((

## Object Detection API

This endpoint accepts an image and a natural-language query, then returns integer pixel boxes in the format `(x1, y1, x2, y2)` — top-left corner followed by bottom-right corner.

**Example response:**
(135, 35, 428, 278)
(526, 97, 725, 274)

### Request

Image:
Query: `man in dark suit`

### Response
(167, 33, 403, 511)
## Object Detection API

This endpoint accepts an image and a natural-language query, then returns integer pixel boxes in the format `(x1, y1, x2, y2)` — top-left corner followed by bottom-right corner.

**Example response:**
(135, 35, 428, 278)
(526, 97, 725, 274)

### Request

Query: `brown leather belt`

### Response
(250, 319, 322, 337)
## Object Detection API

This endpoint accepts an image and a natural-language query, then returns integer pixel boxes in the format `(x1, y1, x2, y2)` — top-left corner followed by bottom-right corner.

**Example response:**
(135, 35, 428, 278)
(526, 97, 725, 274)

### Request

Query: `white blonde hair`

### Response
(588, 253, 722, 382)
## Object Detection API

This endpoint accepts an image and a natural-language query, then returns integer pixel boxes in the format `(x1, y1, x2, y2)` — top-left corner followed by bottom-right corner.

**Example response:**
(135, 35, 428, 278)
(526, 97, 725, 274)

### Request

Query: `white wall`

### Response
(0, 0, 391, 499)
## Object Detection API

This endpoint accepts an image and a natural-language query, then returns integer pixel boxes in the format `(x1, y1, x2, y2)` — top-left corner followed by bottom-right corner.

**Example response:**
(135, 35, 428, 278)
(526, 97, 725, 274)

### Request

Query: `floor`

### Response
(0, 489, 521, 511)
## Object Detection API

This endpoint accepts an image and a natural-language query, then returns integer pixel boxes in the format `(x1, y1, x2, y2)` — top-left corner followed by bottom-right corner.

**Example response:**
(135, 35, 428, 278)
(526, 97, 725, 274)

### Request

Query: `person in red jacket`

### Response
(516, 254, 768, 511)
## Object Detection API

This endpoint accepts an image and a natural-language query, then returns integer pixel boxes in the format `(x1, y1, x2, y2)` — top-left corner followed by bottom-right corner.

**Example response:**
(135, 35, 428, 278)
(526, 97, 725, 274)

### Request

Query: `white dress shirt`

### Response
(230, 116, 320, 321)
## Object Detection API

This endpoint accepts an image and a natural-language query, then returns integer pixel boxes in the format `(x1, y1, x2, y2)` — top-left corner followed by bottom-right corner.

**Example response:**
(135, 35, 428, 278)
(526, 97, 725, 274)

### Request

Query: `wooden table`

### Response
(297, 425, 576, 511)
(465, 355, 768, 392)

))

EXERCISE OBJECTIVE: Please retype every entry above exactly as it stands.

ANSWER SPACE:
## Object Detection API

This endpoint accepts an image and a natural-language query, then returns integer pixel boxes in the format `(x1, y1, x2, y2)` — top-left corner followed by bottom-right corner.

**Example response:**
(135, 35, 428, 278)
(526, 97, 725, 274)

### Request

Image:
Query: `man in dark suit`

### Response
(167, 33, 403, 511)
## Object Detection API

This endpoint accepts an image and a natural-language query, then returns integer pixel boxes in the format `(x1, y1, x2, y2)` — top-left corner followed by bottom-right corner.

**Example response:**
(135, 35, 428, 278)
(526, 97, 725, 274)

### Request

Query: `brown leather belt`

### Response
(250, 319, 322, 337)
## Object Detection API

This endpoint accepts an image and a natural-language query, then returns integer pixel boxes in the format `(x1, y1, x2, y2)` — top-left corner followed by bottom-right corner.

**Example response:**
(135, 35, 428, 278)
(526, 97, 725, 274)

### Request

Query: `white blonde hair`

### Response
(588, 253, 722, 382)
## Object Detection API

This endpoint accepts an image and a natural-language query, then returns integer pixel boxes in the format `(x1, y1, x2, y2)` — top-left corner followed by bottom-right corner.

**Example response:**
(135, 35, 428, 278)
(526, 97, 725, 274)

### Request

Query: `white wall`

### Response
(0, 0, 391, 499)
## Object Detection API

This endpoint accepts an image and a natural-language query, then returns integer pixel boxes in the format `(x1, y1, x2, y2)` — top-left corner followed by bottom-right corner.

**Example response:**
(135, 35, 428, 278)
(526, 97, 725, 274)

### Request

Query: `floor`

### Response
(0, 489, 521, 511)
## Object Detection API

This endpoint accepts an image and a natural-language query, then returns integer pixel boxes in the format `(x1, y1, x2, y2)` — top-left corner followed by bottom-right corner.

**Example response:**
(135, 35, 428, 278)
(526, 97, 725, 274)

### Request

Query: `person in red jacket`

### Response
(516, 254, 768, 511)
## Object Detection API

This endpoint accepts an image and a natural-language query, then returns integer pixel boxes in the format `(x1, y1, x2, y2)` — top-left corner followed by bottom-right corner.

**Example response:**
(135, 35, 428, 278)
(526, 97, 725, 274)

### Request

Query: `white dress shirt`

### Response
(230, 116, 320, 321)
## Object Detection API

This endpoint accepts an image and a natural-language query, then returns integer pixel boxes in the format `(x1, y1, x2, y2)` — top-left corner followed by bottom-right corner.

**Example response:**
(135, 35, 428, 278)
(526, 97, 725, 274)

### Request

Query: `wooden table`

### Response
(297, 425, 576, 511)
(465, 355, 768, 392)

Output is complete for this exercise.